- [What this task involves]:
Count the lines of the records that contain the string "outlines", and give only that number.

- [Input data]:
══════════

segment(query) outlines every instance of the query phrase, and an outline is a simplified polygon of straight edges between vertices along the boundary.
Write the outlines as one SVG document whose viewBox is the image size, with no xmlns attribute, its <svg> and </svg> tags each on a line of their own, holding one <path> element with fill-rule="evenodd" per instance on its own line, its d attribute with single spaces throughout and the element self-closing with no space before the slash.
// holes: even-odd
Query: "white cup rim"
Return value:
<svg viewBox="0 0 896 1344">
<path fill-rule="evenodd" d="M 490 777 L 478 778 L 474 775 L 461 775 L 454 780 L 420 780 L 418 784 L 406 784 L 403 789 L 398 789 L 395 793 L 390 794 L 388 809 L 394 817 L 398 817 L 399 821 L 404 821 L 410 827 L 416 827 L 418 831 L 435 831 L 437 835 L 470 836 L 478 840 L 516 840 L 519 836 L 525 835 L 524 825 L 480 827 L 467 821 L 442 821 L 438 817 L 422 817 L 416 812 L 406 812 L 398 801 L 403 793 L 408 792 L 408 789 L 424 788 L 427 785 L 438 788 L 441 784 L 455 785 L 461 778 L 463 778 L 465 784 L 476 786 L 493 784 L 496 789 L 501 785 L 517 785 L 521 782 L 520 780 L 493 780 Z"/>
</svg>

══════════

- [Result of this task]:
2